▶ Aim of the exercise:
Copy every one of the records below word for word, keeping each line in its original order.

********

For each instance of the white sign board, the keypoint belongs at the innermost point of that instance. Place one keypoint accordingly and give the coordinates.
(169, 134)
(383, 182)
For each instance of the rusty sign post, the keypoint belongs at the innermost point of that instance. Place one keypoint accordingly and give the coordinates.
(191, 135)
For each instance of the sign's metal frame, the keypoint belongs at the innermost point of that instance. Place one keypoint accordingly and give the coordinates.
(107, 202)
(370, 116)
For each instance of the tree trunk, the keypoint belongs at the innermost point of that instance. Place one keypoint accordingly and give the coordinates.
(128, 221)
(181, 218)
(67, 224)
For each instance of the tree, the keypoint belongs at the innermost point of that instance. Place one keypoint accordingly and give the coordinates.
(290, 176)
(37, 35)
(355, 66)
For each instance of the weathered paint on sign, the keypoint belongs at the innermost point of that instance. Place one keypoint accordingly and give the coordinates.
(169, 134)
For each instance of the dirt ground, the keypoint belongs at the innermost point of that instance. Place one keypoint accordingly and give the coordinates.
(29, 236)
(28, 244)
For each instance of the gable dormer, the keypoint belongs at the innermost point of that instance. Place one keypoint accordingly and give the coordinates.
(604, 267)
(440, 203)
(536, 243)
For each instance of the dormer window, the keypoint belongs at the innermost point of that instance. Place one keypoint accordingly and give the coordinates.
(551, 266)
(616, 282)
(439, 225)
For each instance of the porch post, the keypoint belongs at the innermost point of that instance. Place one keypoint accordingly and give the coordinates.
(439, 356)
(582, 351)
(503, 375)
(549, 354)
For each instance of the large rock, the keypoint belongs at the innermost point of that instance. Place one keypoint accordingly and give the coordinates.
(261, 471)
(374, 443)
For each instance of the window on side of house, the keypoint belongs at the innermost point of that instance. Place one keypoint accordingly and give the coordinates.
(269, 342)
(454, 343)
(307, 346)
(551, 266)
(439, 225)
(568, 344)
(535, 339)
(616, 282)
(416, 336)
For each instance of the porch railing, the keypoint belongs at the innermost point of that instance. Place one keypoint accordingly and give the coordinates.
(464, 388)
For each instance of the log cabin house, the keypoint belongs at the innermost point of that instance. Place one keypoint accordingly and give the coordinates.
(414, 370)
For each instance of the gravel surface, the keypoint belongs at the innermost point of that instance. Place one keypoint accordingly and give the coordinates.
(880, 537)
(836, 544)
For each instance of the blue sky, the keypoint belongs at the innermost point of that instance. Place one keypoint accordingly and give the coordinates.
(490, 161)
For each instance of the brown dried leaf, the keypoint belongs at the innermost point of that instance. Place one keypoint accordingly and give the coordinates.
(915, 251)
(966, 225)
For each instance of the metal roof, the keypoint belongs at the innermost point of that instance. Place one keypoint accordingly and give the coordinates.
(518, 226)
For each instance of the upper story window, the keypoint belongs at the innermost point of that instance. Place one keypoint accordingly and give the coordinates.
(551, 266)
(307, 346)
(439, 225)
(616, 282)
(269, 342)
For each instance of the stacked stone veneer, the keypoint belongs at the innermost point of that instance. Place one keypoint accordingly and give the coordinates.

********

▶ The response:
For each instance of the white sign board, the keypoint belongs at the innermost point of that instance. Place one keypoint accordingly and give the coordinates.
(169, 134)
(383, 182)
For each instance of the rusty sign post, the keypoint belongs at the innermost point of that instance. Place one keypoint accordingly and give the coordinates.
(191, 135)
For each instance of the sign's metal frame, the keypoint belongs at the innermost point of that instance. Place one keypoint accordingly and give the coordinates.
(107, 202)
(370, 116)
For each instance of the tree trunk, the keypoint belongs at the innermost point of that instance. Place one keypoint accordingly and give the coordinates.
(128, 221)
(181, 218)
(67, 224)
For each instance of the tree, the keypoint belongs at the innermost point of that instance. Place one keypoint accordingly and give the coordinates.
(290, 176)
(37, 35)
(355, 66)
For each instance of the weathered paint on sign, the keypoint belongs at the innermost point of that instance. Place one keypoint accordingly and give the coordinates.
(169, 134)
For each instance of the dirt ground, the keypoint belongs at the innermost point of that instance. Place one keypoint accordingly and give the coordinates.
(29, 236)
(28, 244)
For each instance of the gable dormer, the keypoint belongs at the innermost point of that instance. Place one keypoint accordingly and give the coordinates.
(604, 267)
(440, 203)
(536, 243)
For each instance of the dormer window, the keypoint belongs at the innermost point of that instance. Place one keypoint accordingly and give the coordinates.
(551, 266)
(616, 282)
(439, 225)
For each instance of the porch post, the keypoint belongs at the innermost point of that instance. Place one keypoint accordingly and give the coordinates.
(439, 356)
(582, 351)
(503, 375)
(549, 354)
For each instance of the large rock, the keypoint belongs at the innermost point of that instance. Place one keypoint accordingly and give the coordinates.
(261, 471)
(374, 443)
For each instance of the window on side of house, the keypoint belongs at the innermost point of that instance. Place one keypoint accordingly and give the coordinates.
(269, 342)
(454, 343)
(307, 346)
(551, 266)
(439, 225)
(568, 344)
(535, 339)
(616, 282)
(416, 336)
For each instance of the porch railing, the keypoint belongs at the innermost point of that instance. Place one keypoint accordingly and give the coordinates.
(464, 388)
For each instance of the log cabin house, the keypoint belongs at the innermost point of that instance. Place one keypoint accordingly and give the coordinates.
(414, 370)
For each instance of the gravel surface, the keypoint belongs at the innermost point of that instance. Place one keypoint accordingly and give the coordinates.
(880, 537)
(836, 544)
For each instance of the blue sky, the keypoint belongs at the innermost point of that instance. Place one keypoint accordingly and give the coordinates.
(490, 161)
For each instance of the brown dried leaf, the keypoint belongs at the innermost point of that instance. Place one keypoint accordingly and give the coordinates.
(915, 251)
(966, 225)
For each instance of the metal roof, the keypoint belongs at the innermost point of that instance. Place one keypoint accordingly and give the coordinates.
(518, 226)
For each instance of the upper story window, the keypoint belongs at the innermost point of that instance. Place one keypoint accordingly and give the coordinates.
(551, 266)
(307, 346)
(439, 225)
(616, 282)
(269, 342)
For each instance of the stacked stone veneer, the keypoint belongs at the innermost point of that instance. Place one keypoint accordingly and give the coordinates.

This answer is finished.